At the moment (January 1997) IKARUS does not yet support all three modes, only mainly first two. This is because we have only recently realized the importance of the database format, and are currently converting IKARUS to run on top of a DBMS (see below). Ideally of course, rather than graft it on top of a general-purpose DBMS, aspecialized permanent store should be designed, probably using a Java-based persistent store.

The Role of Hierarchies

The only hierarchy in a conventional document is its part-whole structure, reflected in the table of contents. We call such a hierarchy of subjects a topic hierarchy (subjects, the main index for statements, can be in other kinds of hierarchy, hence the two terms; topics are subjects in a topic hierarchy). An IKARUS dkb, which we originally thought of more in terms of traditional (kb-style) "isa" hierarchies, now offers three kinds of hierarchies for its subjects. The two most common are the traditional "isa" or "type" hierarchy and the "topic" hierarchy. In a topic hierarchy, a sub-element need not (and usually doesn't) imply its super, as in "engine is grouped under car repair", but in an isa hierarchy, it must. Topic hierarchies correspond to tables of contents, subjects to an index. To support sequential viewing, the subjects in a hierarchy may have an ordering imposed as they do in a document, having the meaning: "you should read about this before this", a principle that extends to the statement level. The user may then choose to view a dkb more like a document, and approach it by order of topics, or more like a kb, and approach it by the "isa" hierarchy, assuming the dkb had an explicit type hierarchy as well as the topic hierarchy. (We consider that at least one of the two is essential.) If desired, statements can be sequenced, so they may be presented in a text-like order and read thus ("show me a paragraph about birds"). The third kind of common hierarchy is "part of', which can be used when you want to describe a recursive containment structure, e.g. software modules containing others, or parts of an airplane.

* _DATASET RECORDS_

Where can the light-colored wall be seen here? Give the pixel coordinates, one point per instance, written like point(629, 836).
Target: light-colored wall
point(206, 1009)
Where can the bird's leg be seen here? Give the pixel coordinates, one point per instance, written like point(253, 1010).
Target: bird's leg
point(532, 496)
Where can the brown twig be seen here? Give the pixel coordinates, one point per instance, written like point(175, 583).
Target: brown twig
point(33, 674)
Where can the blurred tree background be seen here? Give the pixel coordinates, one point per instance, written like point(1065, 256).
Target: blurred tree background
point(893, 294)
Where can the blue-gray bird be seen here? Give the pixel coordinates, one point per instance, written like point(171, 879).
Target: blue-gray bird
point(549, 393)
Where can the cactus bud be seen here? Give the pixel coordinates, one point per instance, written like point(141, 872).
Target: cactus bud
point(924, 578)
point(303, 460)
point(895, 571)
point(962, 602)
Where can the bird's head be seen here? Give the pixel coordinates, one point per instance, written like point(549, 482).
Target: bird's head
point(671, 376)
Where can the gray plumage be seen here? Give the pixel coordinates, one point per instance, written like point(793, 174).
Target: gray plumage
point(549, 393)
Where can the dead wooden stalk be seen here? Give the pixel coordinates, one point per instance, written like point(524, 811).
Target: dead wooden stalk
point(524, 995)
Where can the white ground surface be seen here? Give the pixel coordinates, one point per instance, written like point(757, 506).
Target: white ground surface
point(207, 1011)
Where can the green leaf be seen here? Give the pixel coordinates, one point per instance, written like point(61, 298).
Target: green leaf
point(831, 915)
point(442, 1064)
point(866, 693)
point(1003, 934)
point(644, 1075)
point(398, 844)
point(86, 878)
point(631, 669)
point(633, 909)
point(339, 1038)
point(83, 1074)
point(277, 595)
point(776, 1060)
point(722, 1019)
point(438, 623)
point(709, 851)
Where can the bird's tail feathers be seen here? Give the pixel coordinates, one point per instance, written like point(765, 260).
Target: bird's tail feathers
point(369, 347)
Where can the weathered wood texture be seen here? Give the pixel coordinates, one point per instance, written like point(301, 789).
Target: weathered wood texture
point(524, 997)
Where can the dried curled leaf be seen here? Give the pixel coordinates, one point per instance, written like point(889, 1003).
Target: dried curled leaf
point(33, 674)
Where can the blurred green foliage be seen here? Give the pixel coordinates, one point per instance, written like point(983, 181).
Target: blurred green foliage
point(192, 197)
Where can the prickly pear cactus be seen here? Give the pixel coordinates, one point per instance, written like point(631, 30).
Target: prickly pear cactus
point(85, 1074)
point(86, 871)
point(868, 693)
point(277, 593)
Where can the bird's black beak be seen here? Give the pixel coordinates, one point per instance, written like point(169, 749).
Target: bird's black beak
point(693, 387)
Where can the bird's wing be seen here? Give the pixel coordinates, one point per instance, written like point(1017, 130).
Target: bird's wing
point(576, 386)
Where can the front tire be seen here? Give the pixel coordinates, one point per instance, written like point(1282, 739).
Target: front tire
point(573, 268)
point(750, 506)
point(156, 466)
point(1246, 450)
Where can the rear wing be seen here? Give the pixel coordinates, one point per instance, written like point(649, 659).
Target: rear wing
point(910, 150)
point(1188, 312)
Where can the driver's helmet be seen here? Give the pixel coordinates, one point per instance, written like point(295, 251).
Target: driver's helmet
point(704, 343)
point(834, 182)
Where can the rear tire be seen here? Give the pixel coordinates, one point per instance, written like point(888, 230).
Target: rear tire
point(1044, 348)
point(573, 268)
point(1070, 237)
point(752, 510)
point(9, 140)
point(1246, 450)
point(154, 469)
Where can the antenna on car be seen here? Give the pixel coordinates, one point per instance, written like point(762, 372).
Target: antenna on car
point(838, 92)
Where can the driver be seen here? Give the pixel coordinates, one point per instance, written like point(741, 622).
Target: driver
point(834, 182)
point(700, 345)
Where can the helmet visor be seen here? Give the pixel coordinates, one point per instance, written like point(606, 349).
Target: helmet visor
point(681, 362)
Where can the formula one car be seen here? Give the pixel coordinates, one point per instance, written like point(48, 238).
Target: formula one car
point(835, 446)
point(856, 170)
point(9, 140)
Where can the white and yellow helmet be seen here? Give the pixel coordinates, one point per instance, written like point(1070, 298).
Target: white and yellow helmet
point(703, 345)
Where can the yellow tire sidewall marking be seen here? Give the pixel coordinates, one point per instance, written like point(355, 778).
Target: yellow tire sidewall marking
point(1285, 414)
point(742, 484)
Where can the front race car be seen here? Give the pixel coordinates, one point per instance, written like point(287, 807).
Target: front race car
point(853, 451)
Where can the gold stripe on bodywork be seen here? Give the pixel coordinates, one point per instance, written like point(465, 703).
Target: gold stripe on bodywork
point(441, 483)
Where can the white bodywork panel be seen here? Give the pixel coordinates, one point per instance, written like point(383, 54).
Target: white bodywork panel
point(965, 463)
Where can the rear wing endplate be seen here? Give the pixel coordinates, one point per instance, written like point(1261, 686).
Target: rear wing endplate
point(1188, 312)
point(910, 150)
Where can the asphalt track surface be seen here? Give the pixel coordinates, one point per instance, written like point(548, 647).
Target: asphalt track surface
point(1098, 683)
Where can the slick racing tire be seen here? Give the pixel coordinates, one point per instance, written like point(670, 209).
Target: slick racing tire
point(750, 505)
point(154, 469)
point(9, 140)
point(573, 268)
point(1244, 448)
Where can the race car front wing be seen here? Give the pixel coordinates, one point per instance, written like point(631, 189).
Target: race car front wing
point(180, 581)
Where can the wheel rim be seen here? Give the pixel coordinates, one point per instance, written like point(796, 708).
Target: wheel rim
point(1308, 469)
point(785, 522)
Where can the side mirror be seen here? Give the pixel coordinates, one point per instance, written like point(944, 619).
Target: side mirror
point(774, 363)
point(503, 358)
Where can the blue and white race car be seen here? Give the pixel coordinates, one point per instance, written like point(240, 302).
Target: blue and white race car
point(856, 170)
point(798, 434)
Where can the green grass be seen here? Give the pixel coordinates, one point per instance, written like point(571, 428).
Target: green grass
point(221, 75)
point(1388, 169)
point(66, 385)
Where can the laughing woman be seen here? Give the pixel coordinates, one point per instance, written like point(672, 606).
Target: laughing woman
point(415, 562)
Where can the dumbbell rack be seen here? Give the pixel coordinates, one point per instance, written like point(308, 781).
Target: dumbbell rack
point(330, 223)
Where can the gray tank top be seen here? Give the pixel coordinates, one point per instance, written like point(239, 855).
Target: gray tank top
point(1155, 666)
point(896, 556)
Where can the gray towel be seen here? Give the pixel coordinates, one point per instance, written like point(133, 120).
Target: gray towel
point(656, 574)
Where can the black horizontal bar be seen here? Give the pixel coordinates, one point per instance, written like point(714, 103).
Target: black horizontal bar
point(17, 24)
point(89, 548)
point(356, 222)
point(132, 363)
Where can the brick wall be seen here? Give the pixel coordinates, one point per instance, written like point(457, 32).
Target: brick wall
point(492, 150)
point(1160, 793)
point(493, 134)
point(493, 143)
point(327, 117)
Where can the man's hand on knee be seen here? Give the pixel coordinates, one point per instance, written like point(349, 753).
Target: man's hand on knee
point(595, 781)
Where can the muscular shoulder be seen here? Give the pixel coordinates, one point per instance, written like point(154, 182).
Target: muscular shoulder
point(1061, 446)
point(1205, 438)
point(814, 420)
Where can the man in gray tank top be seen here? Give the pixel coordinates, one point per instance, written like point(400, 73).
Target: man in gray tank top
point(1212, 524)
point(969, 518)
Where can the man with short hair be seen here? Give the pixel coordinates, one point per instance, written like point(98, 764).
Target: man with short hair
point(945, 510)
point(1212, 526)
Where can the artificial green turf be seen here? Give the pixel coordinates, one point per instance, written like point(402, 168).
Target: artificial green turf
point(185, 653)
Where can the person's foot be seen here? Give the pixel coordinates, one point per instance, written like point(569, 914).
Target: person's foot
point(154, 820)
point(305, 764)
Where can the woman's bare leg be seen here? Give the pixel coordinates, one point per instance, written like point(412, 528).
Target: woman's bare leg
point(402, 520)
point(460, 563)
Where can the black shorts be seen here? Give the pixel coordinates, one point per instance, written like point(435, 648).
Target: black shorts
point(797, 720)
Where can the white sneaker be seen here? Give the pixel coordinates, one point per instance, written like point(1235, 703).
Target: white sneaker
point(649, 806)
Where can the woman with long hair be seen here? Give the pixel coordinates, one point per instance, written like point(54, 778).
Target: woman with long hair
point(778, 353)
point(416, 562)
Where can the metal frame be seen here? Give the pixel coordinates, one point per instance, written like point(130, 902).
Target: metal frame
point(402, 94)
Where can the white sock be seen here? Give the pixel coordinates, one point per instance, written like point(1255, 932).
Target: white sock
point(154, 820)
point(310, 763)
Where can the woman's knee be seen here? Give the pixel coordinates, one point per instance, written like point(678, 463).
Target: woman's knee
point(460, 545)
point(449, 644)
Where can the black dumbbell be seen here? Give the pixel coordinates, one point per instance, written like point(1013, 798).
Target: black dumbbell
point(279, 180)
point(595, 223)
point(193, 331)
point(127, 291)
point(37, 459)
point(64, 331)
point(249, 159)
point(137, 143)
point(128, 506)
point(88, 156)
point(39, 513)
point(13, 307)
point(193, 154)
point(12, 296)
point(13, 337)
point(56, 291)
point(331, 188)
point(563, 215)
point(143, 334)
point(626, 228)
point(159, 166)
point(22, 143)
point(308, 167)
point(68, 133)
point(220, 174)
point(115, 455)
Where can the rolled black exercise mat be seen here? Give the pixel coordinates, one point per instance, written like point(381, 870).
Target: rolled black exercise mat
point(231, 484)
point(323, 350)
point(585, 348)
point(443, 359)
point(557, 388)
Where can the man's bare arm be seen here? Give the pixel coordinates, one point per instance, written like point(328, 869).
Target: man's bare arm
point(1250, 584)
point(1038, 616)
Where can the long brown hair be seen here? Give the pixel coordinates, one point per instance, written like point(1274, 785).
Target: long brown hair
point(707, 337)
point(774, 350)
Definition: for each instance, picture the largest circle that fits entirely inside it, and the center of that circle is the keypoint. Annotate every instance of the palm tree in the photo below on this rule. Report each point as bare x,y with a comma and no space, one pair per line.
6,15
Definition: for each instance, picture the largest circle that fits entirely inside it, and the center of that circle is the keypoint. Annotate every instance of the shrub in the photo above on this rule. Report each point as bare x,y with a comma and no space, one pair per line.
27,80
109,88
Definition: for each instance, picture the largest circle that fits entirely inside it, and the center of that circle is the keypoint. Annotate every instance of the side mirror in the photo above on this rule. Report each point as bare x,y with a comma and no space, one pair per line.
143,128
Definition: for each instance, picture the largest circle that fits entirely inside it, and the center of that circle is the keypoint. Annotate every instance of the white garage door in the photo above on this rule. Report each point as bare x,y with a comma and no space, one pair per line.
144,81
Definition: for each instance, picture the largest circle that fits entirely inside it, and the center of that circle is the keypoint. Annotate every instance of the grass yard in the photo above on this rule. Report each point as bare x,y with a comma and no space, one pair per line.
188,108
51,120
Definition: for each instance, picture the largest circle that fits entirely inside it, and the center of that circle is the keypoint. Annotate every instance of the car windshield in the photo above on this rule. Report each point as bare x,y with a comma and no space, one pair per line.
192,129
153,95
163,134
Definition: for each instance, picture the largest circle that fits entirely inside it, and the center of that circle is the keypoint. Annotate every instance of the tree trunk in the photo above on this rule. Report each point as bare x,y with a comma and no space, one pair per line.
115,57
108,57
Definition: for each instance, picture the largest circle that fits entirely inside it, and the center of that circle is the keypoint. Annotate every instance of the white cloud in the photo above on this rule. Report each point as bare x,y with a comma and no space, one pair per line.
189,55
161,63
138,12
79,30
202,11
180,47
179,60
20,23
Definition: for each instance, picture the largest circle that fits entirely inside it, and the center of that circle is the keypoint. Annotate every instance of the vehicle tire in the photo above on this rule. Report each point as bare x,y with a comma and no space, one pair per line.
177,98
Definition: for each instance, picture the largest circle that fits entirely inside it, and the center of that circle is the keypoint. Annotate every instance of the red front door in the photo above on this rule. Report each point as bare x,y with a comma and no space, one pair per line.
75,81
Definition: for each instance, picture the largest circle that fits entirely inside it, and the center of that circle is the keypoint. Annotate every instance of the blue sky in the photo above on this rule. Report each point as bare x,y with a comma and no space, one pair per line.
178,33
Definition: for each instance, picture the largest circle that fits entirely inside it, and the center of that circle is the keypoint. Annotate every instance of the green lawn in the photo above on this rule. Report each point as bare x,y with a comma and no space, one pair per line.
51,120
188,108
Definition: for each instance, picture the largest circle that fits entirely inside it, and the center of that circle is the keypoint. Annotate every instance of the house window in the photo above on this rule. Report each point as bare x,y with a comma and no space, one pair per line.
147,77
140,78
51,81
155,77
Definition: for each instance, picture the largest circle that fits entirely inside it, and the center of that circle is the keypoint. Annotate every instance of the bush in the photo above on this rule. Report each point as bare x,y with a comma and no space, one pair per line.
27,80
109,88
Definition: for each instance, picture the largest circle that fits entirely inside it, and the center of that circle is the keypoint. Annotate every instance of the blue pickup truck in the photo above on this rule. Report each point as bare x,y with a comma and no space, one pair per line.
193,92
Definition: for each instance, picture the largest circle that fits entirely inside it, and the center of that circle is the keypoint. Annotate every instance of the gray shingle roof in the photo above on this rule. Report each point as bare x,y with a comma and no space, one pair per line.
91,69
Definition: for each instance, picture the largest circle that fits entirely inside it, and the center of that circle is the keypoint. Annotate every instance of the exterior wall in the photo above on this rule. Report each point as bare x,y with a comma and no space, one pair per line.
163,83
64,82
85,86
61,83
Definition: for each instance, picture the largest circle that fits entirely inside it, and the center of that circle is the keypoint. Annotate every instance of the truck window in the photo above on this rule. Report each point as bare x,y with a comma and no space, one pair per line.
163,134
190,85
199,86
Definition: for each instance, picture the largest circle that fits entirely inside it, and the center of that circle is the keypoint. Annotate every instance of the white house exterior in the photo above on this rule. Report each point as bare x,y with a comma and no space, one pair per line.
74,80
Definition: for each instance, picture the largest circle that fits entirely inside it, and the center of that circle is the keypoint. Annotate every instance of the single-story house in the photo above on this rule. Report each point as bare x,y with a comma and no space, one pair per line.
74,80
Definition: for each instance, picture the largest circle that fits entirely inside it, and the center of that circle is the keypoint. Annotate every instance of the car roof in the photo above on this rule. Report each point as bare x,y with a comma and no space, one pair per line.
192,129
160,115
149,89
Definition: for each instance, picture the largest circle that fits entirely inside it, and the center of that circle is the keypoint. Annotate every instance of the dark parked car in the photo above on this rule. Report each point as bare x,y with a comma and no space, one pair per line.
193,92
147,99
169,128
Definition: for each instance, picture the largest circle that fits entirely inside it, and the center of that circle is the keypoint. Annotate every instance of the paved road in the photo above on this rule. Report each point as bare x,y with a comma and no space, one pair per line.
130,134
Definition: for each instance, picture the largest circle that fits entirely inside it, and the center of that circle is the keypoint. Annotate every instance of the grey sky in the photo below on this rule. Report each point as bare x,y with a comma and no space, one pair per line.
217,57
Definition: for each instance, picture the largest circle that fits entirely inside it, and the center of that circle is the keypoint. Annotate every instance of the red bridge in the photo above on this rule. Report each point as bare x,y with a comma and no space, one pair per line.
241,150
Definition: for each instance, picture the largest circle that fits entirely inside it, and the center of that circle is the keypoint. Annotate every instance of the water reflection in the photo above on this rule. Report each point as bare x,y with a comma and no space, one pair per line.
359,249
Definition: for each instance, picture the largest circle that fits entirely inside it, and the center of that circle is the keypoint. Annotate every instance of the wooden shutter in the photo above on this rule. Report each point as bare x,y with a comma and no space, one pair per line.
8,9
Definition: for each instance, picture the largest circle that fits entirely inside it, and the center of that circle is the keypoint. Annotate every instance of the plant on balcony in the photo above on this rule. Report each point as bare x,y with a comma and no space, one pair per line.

* _PROBLEMS TO SOLVE_
[1] In the records, reproduce everything from the line containing "Where can the brick" down to the line containing "point(327, 117)", both lines included.
[2] Carry on the passage about hierarchies in IKARUS from the point where it stops.

* _ANSWERS FOR THE TASKS_
[1]
Where can the brick wall be seen here? Give the pixel coordinates, one point per instance, written like point(457, 32).
Target: brick wall
point(492, 150)
point(1160, 793)
point(493, 134)
point(493, 143)
point(327, 117)

[2]
Due to their AI origins, IKARUS statements also have kb-like i.e. frame-like behaviour and attributes: e.g. a subject may inherit statements or parts of statements (called facets) from some higher subject. In addition, facets can contain pointers to other elements of a dkb or other dkbs, e.g. from a statement to other statements, permitting structures such as conditionals.

Viewing Stuctures

A critical aspect of a dkb is its wide variety of viewing formats, somewhat like a conventional database offers many ways to view data, or a word processor offers several views. We have evolved the following approach to viewing choices. First, one chooses whether to view statements by subject, like a kb frame, or by section, like in a conventional document, where sections are nested from the whole document, chapters, etc, down to the sentence level. Next, one chooses how to order them. 'Third, on top of these primary viewing options, we can add "masking" i.e. hiding or showing only those that meet some condition, date of entry.

In addition, one may want statements which contain only pointers to other statements or material such as conventional documents, or sentences or paragraphs extracted from such, or conventional web anchors. But our goal is to gradually move away from any reliance on conventional documents, i.e. if starting a new dkb from scratch, one should put as much knowledge as possible directly into structured dkb statements (see below) rather than write it more in the form of conventional sentences. But people find this hard to do, and most knowledge for the foreseeable future will still be in document format. A middle position would be to have an expert prepare a set of key subjects as a dkb using structured statements, and have others contribute ordinary sentences or paragraphs.

Here are some example display requests:

I want to see statements entered in 1996 about attribute of vehicles as a database-like table.
I want to see all statements about printing in Unix in which the destination facet specifies a network device (see below for the idea of a facet.)
I want to see all statements about planets whose verb means "motion".
I want to read sequentially all statements about Java with the facet level: beginner. Format as a Web document with a hierarchical (book-like) structure.
I want to see all statements containing the string "actor" sorted by their verbs.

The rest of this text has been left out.